▶ **TASK STATEMENT**: Repeat each line of the material below, starting with the line that contains "Find the stone" and going on through the last line.

(Data listing)
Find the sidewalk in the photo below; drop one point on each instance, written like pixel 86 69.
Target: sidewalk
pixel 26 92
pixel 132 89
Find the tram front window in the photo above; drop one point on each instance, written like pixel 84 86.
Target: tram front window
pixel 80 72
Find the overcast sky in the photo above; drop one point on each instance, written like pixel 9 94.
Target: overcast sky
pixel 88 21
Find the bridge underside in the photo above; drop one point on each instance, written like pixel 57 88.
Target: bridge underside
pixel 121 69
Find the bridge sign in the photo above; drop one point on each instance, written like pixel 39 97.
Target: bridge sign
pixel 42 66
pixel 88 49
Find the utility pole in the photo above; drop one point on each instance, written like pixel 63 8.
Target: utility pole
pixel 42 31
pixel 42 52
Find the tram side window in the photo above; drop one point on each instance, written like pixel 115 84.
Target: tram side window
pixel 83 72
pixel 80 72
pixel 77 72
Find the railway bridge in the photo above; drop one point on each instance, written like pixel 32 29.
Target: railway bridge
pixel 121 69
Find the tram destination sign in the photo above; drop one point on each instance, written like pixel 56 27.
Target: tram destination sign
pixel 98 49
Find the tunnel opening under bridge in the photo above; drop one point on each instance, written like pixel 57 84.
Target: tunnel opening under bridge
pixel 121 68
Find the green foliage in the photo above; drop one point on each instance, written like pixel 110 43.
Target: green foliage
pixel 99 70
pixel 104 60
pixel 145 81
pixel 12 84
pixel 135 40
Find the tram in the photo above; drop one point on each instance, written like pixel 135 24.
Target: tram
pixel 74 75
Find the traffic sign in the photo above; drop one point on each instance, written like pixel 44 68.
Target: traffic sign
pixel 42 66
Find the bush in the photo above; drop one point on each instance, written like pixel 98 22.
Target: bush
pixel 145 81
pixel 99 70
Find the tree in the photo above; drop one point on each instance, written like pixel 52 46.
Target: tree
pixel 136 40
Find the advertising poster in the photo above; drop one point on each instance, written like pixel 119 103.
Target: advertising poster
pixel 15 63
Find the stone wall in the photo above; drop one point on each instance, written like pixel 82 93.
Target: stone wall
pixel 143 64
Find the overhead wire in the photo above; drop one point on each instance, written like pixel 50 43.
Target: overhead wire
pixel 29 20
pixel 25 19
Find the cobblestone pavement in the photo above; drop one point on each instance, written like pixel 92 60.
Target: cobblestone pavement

▶ **EXERCISE OUTPUT**:
Find the stone wall in the photo above; drop one point on each instance, written like pixel 82 93.
Target: stone wall
pixel 143 64
Find the overhead wire in the photo above; drop one point on each instance, written like pixel 50 43.
Target: overhead wire
pixel 29 20
pixel 25 19
Find the cobblestone pavement in the photo above; drop one point on each instance, written like pixel 92 60.
Target: cobblestone pavement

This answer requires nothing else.